(Recorded data)
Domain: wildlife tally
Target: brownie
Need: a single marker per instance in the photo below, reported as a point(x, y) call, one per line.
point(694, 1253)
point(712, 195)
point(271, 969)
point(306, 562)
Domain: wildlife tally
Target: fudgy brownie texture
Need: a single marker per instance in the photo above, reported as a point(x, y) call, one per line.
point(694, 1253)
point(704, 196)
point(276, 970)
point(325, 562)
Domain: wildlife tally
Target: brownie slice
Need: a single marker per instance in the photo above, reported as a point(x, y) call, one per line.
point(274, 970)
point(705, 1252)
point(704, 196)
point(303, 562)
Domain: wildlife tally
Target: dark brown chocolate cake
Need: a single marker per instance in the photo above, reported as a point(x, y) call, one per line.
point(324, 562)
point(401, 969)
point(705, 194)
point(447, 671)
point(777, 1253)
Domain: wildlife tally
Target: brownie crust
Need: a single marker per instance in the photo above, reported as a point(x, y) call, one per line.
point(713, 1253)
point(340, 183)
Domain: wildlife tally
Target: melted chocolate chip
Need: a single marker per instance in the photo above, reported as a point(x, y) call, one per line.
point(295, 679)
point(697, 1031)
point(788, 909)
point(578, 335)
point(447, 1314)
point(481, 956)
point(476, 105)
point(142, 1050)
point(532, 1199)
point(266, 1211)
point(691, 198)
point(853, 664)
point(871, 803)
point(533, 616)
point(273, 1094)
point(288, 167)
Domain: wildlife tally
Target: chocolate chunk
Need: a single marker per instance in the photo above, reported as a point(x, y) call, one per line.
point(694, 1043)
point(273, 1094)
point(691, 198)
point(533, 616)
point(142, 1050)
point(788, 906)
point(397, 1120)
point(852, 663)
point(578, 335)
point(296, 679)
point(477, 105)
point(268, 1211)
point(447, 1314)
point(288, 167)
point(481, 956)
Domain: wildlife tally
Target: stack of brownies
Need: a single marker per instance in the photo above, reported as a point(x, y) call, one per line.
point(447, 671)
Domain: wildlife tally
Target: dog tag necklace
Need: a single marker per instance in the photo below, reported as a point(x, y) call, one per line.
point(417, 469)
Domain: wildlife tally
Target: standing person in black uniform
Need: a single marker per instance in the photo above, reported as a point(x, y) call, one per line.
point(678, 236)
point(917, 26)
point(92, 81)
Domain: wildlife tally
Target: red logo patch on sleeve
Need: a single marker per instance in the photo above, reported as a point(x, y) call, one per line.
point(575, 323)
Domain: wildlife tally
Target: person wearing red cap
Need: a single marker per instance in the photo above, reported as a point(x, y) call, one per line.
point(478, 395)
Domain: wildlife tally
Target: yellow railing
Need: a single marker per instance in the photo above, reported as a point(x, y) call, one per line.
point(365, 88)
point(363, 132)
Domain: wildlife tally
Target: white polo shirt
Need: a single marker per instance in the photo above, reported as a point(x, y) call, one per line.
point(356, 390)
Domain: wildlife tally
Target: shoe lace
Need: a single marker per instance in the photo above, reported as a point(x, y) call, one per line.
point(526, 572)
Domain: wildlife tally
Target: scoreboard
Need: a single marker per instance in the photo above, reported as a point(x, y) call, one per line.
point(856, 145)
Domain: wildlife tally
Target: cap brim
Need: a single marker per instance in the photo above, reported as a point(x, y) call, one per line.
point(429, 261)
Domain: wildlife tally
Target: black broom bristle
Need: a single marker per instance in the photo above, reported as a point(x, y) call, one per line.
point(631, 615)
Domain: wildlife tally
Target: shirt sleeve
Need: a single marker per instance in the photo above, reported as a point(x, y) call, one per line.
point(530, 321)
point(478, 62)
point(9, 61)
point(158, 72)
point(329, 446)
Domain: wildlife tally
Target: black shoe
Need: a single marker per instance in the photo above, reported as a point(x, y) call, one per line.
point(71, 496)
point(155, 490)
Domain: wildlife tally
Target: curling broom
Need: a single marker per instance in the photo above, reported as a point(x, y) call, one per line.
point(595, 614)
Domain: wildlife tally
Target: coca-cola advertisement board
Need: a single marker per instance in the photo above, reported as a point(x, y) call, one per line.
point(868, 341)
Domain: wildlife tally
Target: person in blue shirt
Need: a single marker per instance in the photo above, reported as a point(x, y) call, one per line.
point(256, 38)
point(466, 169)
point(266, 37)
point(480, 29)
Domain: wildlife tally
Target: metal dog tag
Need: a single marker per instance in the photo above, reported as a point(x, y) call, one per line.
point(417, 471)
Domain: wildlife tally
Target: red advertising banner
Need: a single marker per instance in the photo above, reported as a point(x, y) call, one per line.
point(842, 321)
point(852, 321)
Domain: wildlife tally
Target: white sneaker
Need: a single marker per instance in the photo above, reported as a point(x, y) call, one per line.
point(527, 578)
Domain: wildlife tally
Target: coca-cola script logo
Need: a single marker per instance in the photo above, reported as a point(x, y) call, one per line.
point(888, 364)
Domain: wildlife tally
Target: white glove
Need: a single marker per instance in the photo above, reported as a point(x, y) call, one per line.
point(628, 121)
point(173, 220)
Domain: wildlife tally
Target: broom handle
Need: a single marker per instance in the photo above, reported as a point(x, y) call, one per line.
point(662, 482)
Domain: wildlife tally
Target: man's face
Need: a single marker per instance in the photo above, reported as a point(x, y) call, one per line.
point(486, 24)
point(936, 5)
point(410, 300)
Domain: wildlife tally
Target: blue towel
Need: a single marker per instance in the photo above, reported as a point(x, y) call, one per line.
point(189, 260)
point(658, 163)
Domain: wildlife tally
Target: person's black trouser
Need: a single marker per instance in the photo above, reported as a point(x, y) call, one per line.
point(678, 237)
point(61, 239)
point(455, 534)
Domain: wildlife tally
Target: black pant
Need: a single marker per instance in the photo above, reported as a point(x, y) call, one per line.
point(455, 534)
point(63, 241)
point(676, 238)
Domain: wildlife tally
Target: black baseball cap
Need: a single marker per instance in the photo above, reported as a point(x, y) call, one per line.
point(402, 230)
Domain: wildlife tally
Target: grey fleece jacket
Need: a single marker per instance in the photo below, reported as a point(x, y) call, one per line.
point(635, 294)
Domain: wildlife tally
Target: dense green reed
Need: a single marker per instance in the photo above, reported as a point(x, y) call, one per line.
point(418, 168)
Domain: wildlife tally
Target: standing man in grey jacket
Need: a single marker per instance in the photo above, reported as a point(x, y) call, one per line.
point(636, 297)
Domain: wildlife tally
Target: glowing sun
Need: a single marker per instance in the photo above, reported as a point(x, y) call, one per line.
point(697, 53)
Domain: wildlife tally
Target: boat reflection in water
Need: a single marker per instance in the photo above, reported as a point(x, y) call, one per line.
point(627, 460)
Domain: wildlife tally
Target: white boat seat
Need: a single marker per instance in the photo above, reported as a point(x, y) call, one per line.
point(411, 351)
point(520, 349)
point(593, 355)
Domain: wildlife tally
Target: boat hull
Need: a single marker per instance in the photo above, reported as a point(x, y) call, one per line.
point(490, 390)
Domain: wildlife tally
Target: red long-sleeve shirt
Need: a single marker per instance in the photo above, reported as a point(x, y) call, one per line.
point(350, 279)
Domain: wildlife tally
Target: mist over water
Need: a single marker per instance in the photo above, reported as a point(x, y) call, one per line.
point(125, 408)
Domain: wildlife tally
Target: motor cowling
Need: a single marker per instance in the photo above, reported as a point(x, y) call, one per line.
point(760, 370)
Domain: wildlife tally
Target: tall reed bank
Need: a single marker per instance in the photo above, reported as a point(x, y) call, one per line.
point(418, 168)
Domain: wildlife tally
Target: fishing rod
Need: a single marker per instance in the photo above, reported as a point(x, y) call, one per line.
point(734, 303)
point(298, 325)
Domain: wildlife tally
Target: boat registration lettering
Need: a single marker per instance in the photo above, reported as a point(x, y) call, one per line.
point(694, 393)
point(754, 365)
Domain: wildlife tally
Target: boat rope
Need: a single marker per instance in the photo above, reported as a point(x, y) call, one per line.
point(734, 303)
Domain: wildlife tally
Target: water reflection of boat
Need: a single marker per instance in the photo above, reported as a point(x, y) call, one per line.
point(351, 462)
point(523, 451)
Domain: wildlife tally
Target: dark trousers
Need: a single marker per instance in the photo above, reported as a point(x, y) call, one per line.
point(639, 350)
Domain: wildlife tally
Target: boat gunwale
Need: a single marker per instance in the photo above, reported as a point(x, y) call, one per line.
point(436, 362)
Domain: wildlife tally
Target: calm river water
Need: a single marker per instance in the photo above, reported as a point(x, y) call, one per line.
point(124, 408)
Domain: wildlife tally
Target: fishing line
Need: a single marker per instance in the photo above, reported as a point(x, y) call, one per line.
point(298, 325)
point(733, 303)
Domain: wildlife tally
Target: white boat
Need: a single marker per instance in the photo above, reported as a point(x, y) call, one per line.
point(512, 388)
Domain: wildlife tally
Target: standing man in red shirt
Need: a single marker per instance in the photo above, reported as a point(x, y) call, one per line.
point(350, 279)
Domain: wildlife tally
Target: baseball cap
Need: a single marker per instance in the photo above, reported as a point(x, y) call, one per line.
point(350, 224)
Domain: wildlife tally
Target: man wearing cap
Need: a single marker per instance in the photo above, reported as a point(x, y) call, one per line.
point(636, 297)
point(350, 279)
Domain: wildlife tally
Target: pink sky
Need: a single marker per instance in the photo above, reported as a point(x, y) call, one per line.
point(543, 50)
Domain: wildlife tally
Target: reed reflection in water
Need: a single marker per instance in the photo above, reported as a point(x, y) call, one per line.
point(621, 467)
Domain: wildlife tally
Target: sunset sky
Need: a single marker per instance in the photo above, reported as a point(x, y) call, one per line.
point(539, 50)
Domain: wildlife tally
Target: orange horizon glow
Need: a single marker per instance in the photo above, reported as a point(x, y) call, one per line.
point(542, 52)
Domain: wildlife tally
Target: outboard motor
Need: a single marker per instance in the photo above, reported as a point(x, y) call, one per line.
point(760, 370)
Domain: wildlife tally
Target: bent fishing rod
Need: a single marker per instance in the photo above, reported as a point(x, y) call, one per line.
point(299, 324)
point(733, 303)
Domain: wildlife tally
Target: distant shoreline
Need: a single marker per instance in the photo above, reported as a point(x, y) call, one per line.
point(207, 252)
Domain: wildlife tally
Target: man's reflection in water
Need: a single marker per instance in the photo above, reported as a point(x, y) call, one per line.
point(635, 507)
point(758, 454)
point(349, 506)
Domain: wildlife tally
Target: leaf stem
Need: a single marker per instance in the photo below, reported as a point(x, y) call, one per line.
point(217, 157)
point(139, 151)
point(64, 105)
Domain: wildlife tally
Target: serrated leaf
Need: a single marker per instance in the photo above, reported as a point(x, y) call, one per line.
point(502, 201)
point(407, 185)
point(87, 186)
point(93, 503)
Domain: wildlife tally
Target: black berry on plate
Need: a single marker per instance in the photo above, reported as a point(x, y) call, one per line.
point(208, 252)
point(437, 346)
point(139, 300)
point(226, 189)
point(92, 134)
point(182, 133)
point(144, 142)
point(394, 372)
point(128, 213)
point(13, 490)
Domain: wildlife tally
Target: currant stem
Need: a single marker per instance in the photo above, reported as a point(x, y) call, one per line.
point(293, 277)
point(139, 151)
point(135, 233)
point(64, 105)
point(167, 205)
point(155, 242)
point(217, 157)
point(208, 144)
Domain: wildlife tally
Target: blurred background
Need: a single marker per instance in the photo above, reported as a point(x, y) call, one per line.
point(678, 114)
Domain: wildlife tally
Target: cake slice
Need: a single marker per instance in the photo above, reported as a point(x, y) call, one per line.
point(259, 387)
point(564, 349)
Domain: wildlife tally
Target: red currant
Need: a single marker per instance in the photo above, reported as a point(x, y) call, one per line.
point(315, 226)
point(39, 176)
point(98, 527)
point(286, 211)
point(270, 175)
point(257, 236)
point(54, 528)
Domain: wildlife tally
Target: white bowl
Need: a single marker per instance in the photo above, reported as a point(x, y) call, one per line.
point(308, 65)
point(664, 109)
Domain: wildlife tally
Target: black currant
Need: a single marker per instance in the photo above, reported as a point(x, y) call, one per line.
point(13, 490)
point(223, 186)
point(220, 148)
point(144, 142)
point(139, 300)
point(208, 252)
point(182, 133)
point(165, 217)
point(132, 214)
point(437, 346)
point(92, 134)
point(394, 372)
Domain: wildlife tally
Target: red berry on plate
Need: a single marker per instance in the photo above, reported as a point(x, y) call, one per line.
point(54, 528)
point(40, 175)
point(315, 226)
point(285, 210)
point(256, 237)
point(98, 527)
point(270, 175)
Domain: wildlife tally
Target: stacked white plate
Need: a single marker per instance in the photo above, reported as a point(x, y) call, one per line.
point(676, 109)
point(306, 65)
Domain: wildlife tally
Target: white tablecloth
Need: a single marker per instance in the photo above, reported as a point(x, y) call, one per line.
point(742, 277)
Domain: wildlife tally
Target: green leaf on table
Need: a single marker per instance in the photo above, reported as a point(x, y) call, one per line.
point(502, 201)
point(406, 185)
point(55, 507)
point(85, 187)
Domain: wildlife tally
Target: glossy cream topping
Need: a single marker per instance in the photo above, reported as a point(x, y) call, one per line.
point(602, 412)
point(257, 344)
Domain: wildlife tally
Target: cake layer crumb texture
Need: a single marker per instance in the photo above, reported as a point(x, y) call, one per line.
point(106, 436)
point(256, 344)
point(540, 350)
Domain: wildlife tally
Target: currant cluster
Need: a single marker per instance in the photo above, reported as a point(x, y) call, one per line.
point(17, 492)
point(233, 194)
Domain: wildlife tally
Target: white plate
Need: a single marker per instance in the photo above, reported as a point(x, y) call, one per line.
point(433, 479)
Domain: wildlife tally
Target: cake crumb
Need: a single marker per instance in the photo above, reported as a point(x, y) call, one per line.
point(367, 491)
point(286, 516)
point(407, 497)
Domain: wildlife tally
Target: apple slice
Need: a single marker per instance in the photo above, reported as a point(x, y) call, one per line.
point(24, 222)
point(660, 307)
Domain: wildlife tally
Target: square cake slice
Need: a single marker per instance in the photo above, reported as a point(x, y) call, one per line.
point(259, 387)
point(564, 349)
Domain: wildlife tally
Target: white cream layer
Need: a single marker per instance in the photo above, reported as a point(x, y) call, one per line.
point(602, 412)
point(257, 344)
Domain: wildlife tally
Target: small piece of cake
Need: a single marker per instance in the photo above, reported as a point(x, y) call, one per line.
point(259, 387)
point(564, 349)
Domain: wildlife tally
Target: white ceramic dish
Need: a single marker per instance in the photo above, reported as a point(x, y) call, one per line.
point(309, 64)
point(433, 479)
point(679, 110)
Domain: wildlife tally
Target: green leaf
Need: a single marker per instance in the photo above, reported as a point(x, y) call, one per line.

Your goal →
Rewrite the records from the start through the line holding "point(306, 562)", inclusive, keeping the requests, and add 150 to each coordinate in the answers.

Solved exercise →
Domain: wildlife tally
Target: brownie
Need: a single marker per instance in the photo below, reported as a point(x, y) call, one per line.
point(844, 1403)
point(862, 345)
point(421, 1119)
point(456, 712)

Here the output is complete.